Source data
Content starts
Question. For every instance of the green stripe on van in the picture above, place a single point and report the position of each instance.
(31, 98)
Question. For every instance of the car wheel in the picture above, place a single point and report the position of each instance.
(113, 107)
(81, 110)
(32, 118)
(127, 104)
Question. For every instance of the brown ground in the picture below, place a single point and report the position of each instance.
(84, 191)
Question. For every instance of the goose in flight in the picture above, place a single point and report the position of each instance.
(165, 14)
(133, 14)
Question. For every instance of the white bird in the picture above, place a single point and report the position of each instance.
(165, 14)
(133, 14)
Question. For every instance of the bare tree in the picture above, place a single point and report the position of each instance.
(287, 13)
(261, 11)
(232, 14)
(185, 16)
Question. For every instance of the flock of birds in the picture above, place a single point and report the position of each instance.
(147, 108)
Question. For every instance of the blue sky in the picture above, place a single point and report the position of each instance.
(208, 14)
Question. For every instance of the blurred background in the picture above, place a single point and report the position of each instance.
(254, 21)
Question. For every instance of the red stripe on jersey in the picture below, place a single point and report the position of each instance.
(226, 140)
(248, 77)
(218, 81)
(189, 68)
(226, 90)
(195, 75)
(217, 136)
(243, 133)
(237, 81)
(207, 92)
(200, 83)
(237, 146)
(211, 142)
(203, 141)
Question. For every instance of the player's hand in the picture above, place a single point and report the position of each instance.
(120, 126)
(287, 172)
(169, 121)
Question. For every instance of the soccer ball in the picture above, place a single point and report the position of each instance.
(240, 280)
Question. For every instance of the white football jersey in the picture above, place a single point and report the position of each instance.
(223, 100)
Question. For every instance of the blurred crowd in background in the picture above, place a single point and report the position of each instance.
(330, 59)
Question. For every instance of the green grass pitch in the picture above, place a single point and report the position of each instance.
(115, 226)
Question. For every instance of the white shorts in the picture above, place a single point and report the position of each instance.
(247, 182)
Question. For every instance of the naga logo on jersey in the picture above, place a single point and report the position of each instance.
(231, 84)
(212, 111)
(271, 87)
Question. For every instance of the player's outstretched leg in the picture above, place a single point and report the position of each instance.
Content ends
* [To do]:
Please transcribe the entries above exactly as written.

* [Answer for the task]:
Question. For every instance of the green stripe on van in the picture above, place a single point and report the position of each instance.
(31, 98)
Question. For every instance of the car wheel in the picture above, place a single point and report the position of each instance.
(113, 107)
(81, 110)
(32, 118)
(127, 104)
Question. For every instance of the brown ground in the picture below, place a single point and report the position of each instance.
(84, 191)
Question. For every instance of the goose in flight in the picture above, place a single point and report the position of each instance.
(165, 14)
(133, 14)
Question. For every instance of the white bird in the picture above, place a single point and report the position of each instance.
(165, 14)
(133, 14)
Question. For every instance of the bare tree in the picture above, place a single point and report the position of each instance.
(287, 13)
(261, 11)
(232, 14)
(185, 16)
Question. For every instance of the flock of birds in the picture above, place a single point and report the position of each instance.
(147, 108)
Question. For every instance of the blue sky in the picture above, place a single point and report the position of each instance.
(208, 14)
Question. For every instance of the blurred background in the picture above, place a single point and report the position of each instance.
(254, 21)
Question. For every instance of the red stripe on jersey in the picture below, place a single point and report the position of each instance.
(226, 140)
(248, 77)
(218, 81)
(189, 68)
(226, 90)
(195, 75)
(217, 136)
(243, 133)
(237, 81)
(207, 92)
(200, 83)
(237, 146)
(211, 142)
(203, 141)
Question. For every instance of the player's hand in the picture above, place a single point and report the position of each instance.
(120, 126)
(287, 172)
(169, 121)
Question. For every instance of the soccer ball in the picture above, place a single point and report the position of each instance.
(240, 280)
Question. For every instance of the white football jersey in the picture above, place a single point and report the position of each instance.
(223, 100)
Question. For every instance of the blurred crowd in background in the picture above, place a single point and report the position of each instance.
(330, 59)
Question. For every instance of the green grass pitch in the picture above, place a single point and report the position of each instance.
(115, 226)
Question. For every instance of the white shorts in the picture above, place a single point and report the position of each instance.
(247, 182)
Question. For every instance of the naga logo on jersey in the picture above, place a single point and report the position of each instance.
(231, 84)
(212, 111)
(271, 87)
Question. For every instance of the player's outstretched leg in the picture above, place a single point and report the position of each instance.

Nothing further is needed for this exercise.